- _WHAT YOU WILL DO_:
Reproduce every item below with "bounding box" changed to "rectangle" wherever it occurs and all other text kept identical.

- _AVAILABLE DATA_:

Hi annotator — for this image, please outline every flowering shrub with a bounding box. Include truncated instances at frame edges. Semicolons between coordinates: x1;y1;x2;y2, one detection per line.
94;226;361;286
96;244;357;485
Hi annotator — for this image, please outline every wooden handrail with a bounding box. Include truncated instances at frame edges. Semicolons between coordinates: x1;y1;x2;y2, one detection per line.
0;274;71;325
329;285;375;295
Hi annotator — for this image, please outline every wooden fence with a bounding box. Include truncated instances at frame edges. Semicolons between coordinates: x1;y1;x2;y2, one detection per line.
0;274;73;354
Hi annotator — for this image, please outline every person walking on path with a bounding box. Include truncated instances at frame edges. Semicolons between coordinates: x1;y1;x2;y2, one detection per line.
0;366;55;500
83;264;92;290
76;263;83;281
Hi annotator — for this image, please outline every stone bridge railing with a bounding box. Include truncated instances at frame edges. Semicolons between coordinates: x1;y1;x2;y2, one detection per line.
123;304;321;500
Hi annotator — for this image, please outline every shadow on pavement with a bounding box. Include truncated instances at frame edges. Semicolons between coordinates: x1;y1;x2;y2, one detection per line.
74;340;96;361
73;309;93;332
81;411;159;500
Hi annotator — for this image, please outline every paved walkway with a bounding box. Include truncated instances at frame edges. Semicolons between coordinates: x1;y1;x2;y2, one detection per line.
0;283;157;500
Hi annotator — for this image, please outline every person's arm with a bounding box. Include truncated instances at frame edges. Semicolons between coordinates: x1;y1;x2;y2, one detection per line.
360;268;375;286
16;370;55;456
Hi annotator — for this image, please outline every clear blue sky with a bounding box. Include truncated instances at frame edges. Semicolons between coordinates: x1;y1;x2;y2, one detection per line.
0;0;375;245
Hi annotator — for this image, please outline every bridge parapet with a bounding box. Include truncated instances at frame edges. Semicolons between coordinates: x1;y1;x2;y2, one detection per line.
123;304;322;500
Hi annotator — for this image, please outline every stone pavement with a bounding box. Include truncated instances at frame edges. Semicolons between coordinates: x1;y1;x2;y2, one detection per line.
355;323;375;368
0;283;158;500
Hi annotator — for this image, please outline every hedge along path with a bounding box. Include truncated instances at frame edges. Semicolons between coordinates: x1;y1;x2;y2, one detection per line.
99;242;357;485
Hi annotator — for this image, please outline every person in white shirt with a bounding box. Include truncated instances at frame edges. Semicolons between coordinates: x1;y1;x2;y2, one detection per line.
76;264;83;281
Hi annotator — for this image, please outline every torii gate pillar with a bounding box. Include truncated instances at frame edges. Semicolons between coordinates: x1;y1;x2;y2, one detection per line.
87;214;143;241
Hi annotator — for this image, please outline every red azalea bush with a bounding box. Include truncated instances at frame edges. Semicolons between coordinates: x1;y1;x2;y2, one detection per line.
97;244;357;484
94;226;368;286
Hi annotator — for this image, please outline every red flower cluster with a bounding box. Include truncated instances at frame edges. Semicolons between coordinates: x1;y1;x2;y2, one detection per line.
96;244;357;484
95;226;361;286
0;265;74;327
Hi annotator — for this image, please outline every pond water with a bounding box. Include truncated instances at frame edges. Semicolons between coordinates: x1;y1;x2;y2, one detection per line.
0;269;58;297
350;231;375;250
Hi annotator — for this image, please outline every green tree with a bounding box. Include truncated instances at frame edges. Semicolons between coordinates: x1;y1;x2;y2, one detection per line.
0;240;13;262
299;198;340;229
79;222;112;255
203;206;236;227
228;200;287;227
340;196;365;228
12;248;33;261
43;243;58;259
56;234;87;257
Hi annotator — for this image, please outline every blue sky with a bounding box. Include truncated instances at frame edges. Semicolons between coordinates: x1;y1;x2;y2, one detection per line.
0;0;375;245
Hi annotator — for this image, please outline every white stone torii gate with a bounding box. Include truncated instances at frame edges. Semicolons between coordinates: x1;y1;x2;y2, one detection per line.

- _OUTPUT FOR THIS TASK_:
Hi annotator — for this image, please outline every flowering shrub with a rectangle. Include truncated instances at frame edges. Semicolons between coordinates: x1;y1;x2;y2, one detection per line.
94;226;361;286
96;244;357;485
Hi annotator — for this image, please outline every wooden handrail with a rectangle. Include truncated instances at frame edges. Semicolons between coordinates: x1;y1;x2;y2, one detection per line.
0;274;71;325
329;285;375;295
Hi annotator — for this image, please outline every wooden fence with a rectangle. Include truncated instances at frame edges. Semicolons between coordinates: x1;y1;x2;y2, one detection per line.
0;274;73;354
Hi annotator — for this image, please outline every person walking on path with a rectangle. Include truncated instances at frame edges. Semicolons between coordinates: x1;y1;x2;y2, one detection per line.
0;366;55;500
83;264;92;290
76;263;83;281
Hi annotator — for this image, please outline every stone bridge railing with a rectangle. Include truncated instances at frame edges. Semicolons between coordinates: x1;y1;x2;y2, one detection per line.
123;304;321;500
Hi annotator — for this image, please outline every shadow on pavement with a rectangle. Include truncated instances at frame edges. Semicolons between coordinates: x1;y1;x2;y2, one detection per line.
74;340;96;361
73;309;93;332
81;411;159;500
Hi annotator — for this image, please outline every paved walkway with a rectangle. Include truncated instances at frame edges. Semicolons between coordinates: x1;y1;x2;y2, one detection per line.
0;283;157;500
Hi annotator — for this image, please outline every person's arm with a rectangle. Include truncated instances at frame edges. Semicolons between coordinates: x1;y1;x2;y2, one detection per line.
360;268;375;286
16;370;55;456
Hi annotator — for this image, please outline every clear blue sky with a rectangle. Include truncated instances at frame edges. Semicolons between coordinates: x1;y1;x2;y2, one detection per line.
0;0;375;245
Hi annotator — for this image, please outline every bridge parapet with a rectangle. Include truncated instances at frame edges. Semicolons between coordinates: x1;y1;x2;y2, one detection per line.
123;304;322;500
Hi annotator — for this image, please outline every stone pavement with a rectangle. Include truncated instances at frame edges. Semicolons between coordinates: x1;y1;x2;y2, one detection per line.
355;323;375;368
0;283;158;500
Hi annotator — for this image, please outline every hedge along path with a rectangle. Include truncated instances at frame edges. Semicolons between coordinates: x1;y1;x2;y2, one detection per line.
99;242;357;485
Hi annotator — for this image, please outline every person in white shirt with a rectangle. Include truncated instances at frame edges. Semicolons between coordinates: x1;y1;x2;y2, one detection per line.
76;264;83;281
Hi annotator — for this image, please outline every torii gate pillar with a rectangle. Include truncated instances at frame edges. Semicolons between coordinates: x1;y1;x2;y2, one detection per line.
87;214;143;241
Hi annotator — for this image, please outline every red azalea bush with a rectangle. Include truncated instances at frame edges. Semicolons between coordinates: x1;y1;x2;y2, one detection per line.
97;244;357;484
94;226;368;286
Hi annotator — for this image, please outline every red flower cluster with a rectangle. Include truncated instances at frame edges. Semicolons between coordinates: x1;y1;x2;y2, one detection per line.
96;244;357;484
95;226;361;286
0;265;74;327
Hi annotator — for this image, please outline every pond water with a rectangle. Include truncated instances at frame edges. Semicolons between coordinates: x1;y1;x2;y2, one detection per line.
0;269;58;297
350;231;375;250
Hi annotator — for this image, please outline every green tree with a rectangle. Include truncated instances at frame edges. Semicolons between coordinates: x1;y1;x2;y2, one detection per line.
0;240;13;262
299;198;340;229
79;222;112;255
203;206;236;227
228;200;287;227
340;196;365;228
12;248;33;261
43;243;58;259
56;234;87;257
Hi annotator — for this image, please outline every blue sky with a rectangle. Include truncated instances at frame edges. Semicolons between coordinates: x1;y1;x2;y2, one detection per line.
0;0;375;245
Hi annotator — for this image, please outline every white stone torii gate with a rectangle. Include truncated instances at frame edges. Semicolons between coordinates: x1;y1;x2;y2, one detection per line.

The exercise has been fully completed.